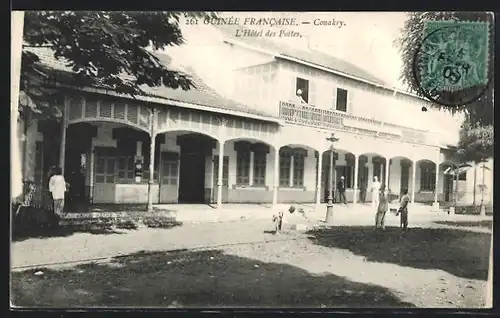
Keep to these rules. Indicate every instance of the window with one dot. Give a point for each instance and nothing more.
(225, 171)
(259, 169)
(292, 160)
(462, 176)
(341, 104)
(125, 169)
(427, 176)
(243, 166)
(377, 170)
(105, 170)
(405, 176)
(285, 164)
(303, 85)
(298, 168)
(169, 168)
(347, 172)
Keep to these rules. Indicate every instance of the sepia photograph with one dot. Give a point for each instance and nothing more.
(172, 160)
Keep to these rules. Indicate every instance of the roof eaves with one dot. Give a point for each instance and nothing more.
(167, 101)
(296, 60)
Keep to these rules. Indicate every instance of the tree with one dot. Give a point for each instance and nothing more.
(476, 142)
(109, 50)
(476, 135)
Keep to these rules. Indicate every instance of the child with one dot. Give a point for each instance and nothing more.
(403, 209)
(57, 186)
(278, 222)
(382, 208)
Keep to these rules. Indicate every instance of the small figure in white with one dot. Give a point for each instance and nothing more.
(375, 191)
(57, 187)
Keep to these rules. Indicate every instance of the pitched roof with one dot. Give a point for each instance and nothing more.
(201, 94)
(312, 56)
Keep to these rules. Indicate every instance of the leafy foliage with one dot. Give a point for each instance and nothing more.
(109, 50)
(476, 142)
(476, 135)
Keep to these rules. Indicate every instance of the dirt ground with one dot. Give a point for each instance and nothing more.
(346, 266)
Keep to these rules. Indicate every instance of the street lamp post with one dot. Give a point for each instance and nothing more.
(329, 206)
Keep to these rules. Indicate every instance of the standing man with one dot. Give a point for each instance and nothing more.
(57, 187)
(362, 190)
(341, 188)
(375, 191)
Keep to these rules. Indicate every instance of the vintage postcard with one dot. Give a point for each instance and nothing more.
(252, 159)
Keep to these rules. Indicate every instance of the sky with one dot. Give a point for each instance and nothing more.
(365, 38)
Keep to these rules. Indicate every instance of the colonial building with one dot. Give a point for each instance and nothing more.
(260, 139)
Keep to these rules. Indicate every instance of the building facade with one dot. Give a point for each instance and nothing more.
(256, 142)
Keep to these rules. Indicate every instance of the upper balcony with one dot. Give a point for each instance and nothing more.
(301, 114)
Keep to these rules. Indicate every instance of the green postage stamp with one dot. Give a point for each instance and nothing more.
(452, 59)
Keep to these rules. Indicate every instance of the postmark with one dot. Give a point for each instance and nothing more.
(452, 64)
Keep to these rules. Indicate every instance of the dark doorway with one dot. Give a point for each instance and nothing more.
(448, 187)
(194, 150)
(78, 146)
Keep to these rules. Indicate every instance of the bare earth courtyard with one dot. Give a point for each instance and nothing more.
(242, 264)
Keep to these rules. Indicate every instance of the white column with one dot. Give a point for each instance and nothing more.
(250, 169)
(220, 173)
(436, 185)
(91, 168)
(276, 174)
(138, 153)
(318, 177)
(413, 177)
(387, 169)
(355, 193)
(17, 25)
(152, 146)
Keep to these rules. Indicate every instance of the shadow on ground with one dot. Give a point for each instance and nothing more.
(461, 253)
(47, 228)
(481, 223)
(193, 279)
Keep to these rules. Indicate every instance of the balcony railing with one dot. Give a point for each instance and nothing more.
(306, 115)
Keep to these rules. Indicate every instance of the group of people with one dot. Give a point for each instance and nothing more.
(380, 200)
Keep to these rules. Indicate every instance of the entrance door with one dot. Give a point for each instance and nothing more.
(325, 177)
(448, 187)
(192, 176)
(405, 177)
(225, 179)
(104, 187)
(169, 177)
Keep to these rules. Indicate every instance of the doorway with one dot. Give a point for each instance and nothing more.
(448, 187)
(195, 148)
(76, 165)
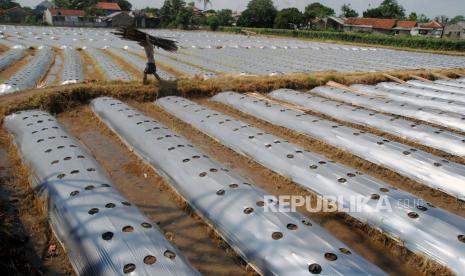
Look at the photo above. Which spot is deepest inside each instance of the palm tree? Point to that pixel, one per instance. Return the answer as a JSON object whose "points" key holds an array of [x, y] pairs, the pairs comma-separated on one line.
{"points": [[205, 3]]}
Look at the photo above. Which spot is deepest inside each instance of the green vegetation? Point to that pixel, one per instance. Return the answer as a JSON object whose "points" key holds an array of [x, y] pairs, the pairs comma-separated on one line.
{"points": [[288, 19], [397, 41], [8, 4], [347, 11], [388, 9], [89, 5], [259, 13], [317, 10]]}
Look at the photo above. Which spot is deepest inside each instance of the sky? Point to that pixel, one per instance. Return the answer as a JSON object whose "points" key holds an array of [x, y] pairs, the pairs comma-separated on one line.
{"points": [[431, 8]]}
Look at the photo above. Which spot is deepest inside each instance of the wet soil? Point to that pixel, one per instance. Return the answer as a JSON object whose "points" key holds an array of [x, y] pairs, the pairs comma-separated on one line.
{"points": [[137, 181], [25, 233], [436, 197], [369, 243]]}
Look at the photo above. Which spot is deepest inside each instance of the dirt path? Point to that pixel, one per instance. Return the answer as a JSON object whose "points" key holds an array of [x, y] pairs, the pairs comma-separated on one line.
{"points": [[370, 244], [153, 196]]}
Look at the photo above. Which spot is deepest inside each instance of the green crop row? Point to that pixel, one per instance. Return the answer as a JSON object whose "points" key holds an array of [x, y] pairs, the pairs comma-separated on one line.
{"points": [[387, 40]]}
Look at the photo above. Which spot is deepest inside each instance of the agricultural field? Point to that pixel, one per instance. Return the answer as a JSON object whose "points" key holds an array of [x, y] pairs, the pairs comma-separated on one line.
{"points": [[63, 55], [102, 175]]}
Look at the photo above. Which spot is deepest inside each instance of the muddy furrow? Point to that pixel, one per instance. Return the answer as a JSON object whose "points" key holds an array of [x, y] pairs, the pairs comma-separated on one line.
{"points": [[28, 245], [371, 245], [205, 251], [436, 197]]}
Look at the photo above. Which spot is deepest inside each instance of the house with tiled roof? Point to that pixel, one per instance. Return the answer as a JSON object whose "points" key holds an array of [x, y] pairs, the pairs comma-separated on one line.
{"points": [[64, 17], [369, 25], [404, 27], [433, 29], [108, 7], [456, 30]]}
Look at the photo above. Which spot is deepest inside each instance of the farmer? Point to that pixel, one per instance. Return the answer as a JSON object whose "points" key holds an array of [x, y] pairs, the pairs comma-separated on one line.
{"points": [[151, 68]]}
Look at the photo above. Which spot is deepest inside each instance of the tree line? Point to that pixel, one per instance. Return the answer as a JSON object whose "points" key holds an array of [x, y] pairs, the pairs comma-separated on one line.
{"points": [[264, 14]]}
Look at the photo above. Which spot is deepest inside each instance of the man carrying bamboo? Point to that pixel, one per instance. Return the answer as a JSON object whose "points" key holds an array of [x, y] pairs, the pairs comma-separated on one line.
{"points": [[148, 42], [151, 68]]}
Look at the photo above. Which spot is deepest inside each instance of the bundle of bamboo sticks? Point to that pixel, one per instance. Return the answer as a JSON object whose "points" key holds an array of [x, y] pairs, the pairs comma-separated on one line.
{"points": [[131, 33]]}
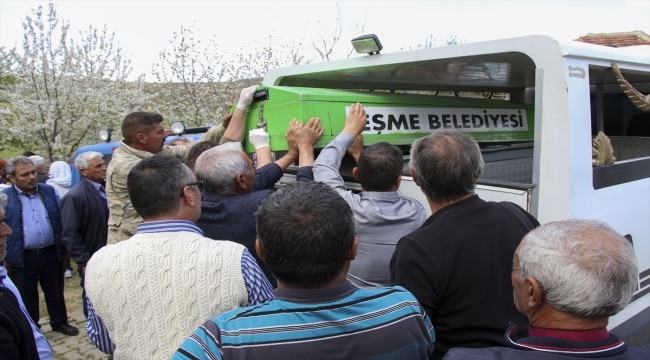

→ **Activity**
Pictures are to be left out, and each line from the one that contains "the man carrying" through the end of the listing is to be copied exactly.

→ **Result for this exercise**
Look at the photo above. Which spot is deepest inside each instance of the man carrying bamboo? Point to that pixel, one per instance. Return the answer as a JSON object whose "points" key holds an array of [x, y] pairs, the pairs comma-separated on one line.
{"points": [[148, 42], [151, 68]]}
Look at the photo above. Which spot is deepest inside each instance of the bundle of bamboo sticks? Point to that pixel, one per instance. Return the answer as a JSON object whose "points" key holds an array of [x, y] pairs, the pairs comma-separated on one line.
{"points": [[131, 33]]}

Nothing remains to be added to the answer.